======== TEXT SEGMENT
With the basic argumentation of Enns outlined, what are the strengths and weaknesses of The Evolution of Adam? The work’s strength is advocating for a complexity thesis between the sciences and Christian reading of the Genesis text. Evangelicals are guilty in the historical efforts to make science and a literal reading of Genesis agree in the most literalistic way (i.e., Ken Ham, Henry Morris III, Kent Hovind, etc.). Enns is right to note that much effort is expended on reading the Genesis narrative and Paul’s recapitulation of Adam through a very strict hermeneutic. For example, the primary question in Genesis 1–11 is not to set out an ontological and metaphysical system that critiques the ancient Near Eastern systems and creation theories. Genesis is a polemic to the surrounding culture, but it is more so about the reasoning behind why humans must die, not merely where do they originate from. This highlight of Enns’ work is the extent of its positive features for Christian scholarship.
================
======== EXTRACTED MATERIAL
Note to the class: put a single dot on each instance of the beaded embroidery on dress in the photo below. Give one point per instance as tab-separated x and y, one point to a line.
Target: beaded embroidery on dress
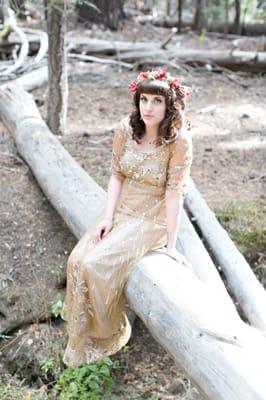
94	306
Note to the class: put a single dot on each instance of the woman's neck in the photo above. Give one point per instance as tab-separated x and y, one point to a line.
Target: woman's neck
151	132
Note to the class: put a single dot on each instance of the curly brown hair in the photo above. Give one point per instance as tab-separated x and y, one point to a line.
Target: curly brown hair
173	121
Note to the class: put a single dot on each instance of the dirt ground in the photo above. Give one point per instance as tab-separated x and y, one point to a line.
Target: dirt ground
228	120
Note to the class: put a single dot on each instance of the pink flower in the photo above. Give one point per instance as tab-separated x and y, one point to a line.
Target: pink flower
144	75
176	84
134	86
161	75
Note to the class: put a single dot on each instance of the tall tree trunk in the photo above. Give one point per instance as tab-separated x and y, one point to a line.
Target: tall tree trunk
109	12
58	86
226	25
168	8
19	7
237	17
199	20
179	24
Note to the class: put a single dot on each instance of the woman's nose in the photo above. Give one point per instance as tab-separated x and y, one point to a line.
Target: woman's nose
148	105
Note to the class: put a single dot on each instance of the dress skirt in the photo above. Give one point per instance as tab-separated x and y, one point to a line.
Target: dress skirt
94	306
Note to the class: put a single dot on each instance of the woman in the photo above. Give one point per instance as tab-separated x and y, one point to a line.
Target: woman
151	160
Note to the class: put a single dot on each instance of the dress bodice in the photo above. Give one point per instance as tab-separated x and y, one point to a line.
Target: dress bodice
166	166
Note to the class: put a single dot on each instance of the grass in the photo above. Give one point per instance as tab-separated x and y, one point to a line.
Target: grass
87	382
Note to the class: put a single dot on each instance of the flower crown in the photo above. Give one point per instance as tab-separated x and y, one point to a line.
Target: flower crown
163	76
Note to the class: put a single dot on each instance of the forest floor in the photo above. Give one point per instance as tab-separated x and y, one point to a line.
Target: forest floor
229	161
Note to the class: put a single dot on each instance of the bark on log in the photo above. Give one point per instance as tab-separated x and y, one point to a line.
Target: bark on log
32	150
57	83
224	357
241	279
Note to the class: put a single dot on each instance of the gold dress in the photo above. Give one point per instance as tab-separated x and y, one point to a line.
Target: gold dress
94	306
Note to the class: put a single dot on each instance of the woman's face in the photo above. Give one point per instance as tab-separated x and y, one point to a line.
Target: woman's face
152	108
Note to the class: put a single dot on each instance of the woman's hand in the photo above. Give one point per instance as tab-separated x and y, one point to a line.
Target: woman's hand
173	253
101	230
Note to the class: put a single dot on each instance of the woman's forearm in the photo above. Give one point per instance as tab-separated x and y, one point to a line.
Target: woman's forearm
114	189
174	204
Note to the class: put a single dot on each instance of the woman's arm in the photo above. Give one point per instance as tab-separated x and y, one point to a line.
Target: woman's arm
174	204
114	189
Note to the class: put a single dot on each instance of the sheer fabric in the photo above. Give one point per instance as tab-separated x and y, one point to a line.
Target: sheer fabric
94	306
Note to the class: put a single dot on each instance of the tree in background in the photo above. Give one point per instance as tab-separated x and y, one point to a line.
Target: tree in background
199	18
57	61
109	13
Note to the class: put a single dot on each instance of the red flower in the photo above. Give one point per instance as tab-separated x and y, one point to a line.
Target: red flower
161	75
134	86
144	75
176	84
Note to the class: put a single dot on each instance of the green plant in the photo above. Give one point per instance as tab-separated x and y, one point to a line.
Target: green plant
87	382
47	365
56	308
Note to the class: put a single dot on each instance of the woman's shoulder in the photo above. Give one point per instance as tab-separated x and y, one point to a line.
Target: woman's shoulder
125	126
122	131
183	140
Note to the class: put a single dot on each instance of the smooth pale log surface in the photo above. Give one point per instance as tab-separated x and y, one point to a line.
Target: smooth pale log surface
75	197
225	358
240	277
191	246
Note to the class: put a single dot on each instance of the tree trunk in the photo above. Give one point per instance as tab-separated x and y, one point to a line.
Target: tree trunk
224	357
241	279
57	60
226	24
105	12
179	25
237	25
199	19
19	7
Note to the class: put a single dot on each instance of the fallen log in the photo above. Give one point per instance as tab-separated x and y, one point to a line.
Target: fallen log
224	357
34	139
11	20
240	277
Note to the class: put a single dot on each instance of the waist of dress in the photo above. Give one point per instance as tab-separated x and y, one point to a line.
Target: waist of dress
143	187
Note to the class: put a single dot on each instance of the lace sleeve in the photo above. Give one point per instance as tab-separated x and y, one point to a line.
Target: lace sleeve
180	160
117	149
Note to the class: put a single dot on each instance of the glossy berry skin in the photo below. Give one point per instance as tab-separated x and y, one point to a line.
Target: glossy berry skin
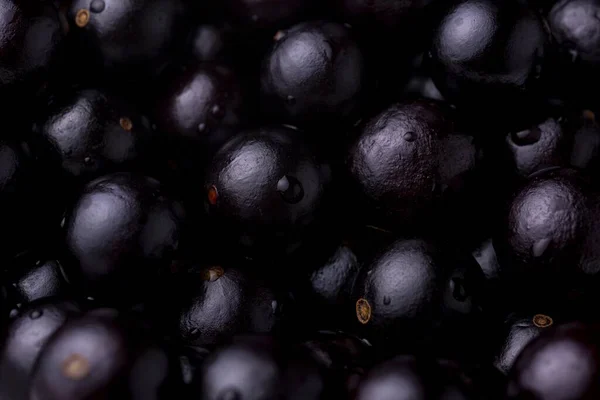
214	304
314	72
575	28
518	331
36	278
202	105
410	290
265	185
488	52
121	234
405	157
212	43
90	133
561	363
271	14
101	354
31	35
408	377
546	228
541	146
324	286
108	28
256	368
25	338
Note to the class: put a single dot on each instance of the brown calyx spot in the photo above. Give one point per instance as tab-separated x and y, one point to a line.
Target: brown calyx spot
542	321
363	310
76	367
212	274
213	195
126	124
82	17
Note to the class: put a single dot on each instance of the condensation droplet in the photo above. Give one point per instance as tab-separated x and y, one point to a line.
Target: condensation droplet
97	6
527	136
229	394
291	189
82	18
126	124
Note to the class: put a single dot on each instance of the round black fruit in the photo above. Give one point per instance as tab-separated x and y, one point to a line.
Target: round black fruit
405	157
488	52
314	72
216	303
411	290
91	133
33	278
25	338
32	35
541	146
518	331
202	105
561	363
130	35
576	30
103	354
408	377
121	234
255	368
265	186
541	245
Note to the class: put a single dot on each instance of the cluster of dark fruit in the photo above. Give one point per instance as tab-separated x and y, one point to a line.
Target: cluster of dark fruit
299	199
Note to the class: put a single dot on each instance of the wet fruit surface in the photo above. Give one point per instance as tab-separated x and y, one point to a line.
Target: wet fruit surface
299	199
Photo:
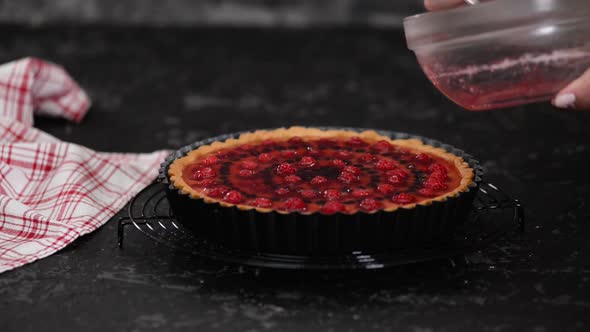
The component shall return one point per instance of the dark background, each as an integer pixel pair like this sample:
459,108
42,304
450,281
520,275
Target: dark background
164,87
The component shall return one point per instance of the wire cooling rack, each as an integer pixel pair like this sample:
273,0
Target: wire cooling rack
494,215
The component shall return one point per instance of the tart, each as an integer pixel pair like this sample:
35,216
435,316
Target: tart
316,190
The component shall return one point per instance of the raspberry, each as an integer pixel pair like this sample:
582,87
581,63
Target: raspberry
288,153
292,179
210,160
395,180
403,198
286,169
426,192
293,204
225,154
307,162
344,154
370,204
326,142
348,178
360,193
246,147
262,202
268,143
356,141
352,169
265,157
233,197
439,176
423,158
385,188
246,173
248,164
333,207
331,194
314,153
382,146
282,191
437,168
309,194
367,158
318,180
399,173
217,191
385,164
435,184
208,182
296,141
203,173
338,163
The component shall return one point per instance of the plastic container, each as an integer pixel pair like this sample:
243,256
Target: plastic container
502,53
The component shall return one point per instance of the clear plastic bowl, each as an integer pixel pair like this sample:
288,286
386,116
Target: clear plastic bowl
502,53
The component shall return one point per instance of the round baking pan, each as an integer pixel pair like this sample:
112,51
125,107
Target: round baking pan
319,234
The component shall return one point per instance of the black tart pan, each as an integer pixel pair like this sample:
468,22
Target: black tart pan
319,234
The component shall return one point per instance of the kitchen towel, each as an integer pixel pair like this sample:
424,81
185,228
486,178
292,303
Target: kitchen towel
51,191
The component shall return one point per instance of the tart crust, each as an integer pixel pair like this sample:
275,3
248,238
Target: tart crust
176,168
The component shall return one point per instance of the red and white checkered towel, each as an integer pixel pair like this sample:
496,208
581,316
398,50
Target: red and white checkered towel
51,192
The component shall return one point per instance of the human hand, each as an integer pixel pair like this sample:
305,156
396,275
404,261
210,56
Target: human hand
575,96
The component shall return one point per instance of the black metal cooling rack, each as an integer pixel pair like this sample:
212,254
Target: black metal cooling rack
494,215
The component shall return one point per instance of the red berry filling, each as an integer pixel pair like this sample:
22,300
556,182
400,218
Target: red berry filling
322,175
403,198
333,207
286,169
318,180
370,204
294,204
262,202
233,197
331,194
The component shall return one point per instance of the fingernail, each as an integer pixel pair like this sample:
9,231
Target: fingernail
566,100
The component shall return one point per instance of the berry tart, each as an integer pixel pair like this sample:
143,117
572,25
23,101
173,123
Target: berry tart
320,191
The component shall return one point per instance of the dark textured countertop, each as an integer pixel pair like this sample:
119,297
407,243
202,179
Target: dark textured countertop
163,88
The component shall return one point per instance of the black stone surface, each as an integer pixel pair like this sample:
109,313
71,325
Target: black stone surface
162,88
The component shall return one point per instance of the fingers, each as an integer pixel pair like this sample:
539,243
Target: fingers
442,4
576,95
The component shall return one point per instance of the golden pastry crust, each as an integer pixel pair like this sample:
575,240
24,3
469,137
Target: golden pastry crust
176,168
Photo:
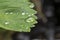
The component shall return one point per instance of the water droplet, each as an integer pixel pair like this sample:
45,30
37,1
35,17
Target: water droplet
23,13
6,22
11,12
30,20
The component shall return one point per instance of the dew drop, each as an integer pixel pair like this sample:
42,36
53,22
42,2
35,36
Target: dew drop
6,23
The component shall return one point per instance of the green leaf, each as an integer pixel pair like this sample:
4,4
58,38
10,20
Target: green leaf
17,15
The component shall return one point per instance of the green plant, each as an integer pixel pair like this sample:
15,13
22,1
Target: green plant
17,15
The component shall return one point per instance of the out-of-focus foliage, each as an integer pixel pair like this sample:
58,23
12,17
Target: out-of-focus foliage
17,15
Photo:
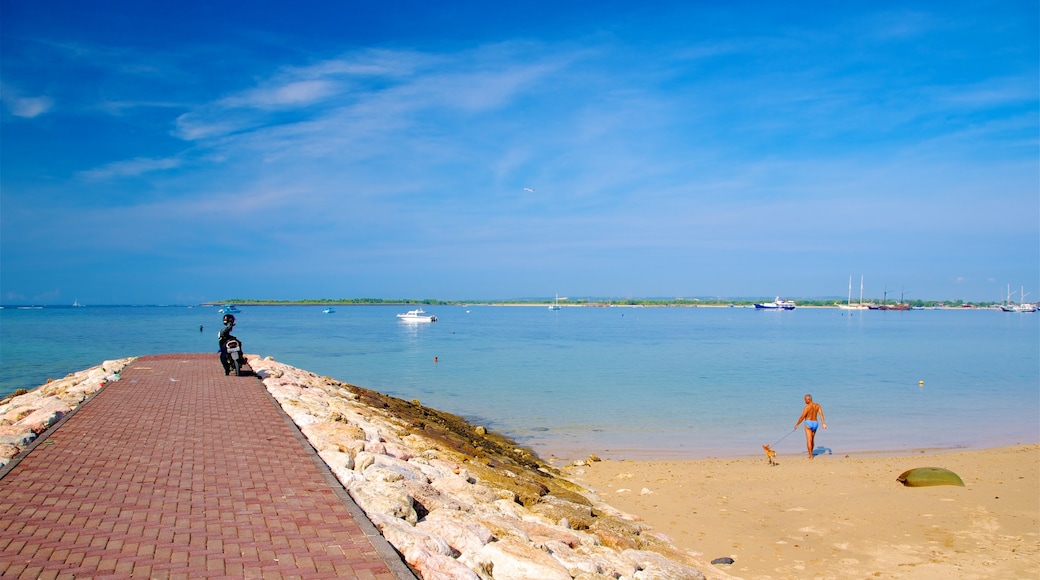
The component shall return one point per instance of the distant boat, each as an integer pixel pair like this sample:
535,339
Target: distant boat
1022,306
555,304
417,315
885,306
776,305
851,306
================
## [REQUIRED ACTIONS]
1. In the review of The Evolution of Adam, what is named as the work's strength?
2. Which people does the review of The Evolution of Adam give as examples of trying to make science and a literal reading of Genesis agree in the most literalistic way?
3. Write the next part of the review of The Evolution of Adam, starting after its final sentence.

## [RESPONSES BY ITEM NUMBER]
1. It advocates for a complexity thesis between the sciences and Christian reading of the Genesis text.

2. Ken Ham, Henry Morris III, Kent Hovind

3.
Enns historical-critical examination and reading of Genesis 1–11 demonstrate the negative attribute of skeptical bible reading. For example, why is science the epistemological arbiter for discussing biblical origin narratives and the theory of evolution? Enns does not answer this question but instead assumes that there is no way to reconcile the two because they speak a “different language” (138). Does this not undermine the ability of historical-critical scholarship to use modern languages and semantic studies to understand ancient cultures and linguistics? Capturing a theological truth from a narrative-driven text does not mean that all literalness is devoid in their present stories.
Another issue that leaves the reader begging for clarification is Enns’ understanding of Paul’s reading of Genesis and Adam. Enns claims that Paul is merely reading in light of the first-century Jewish worldview. However, Paul is very far from the typical reading of Adam in the Talmud and Rabbinic thought. Adam was never considered in a negative light, as we see in Paul’s writing and his recapitulation of the Genesis narrative. Eve is always the source of blame in rabbinic thought. Adam was the first priest and walked with God. Paul is unique in his presentation of Adam as the original sinner. It seems that this fact, which perhaps Enns is either unaware of or ignores, would further challenge his premise that Paul did not believe in a historical or literal account of the man Adam. Paul is merely following the text’s logic in the Genesis narrative, “who does humans die?” His answers blame Adam instead of Eve alone. Thus, there is nothing to indicate from Paul’s treatment of the Garden narrative that it is merely theological fiction, as Enns suggests in chapter 7.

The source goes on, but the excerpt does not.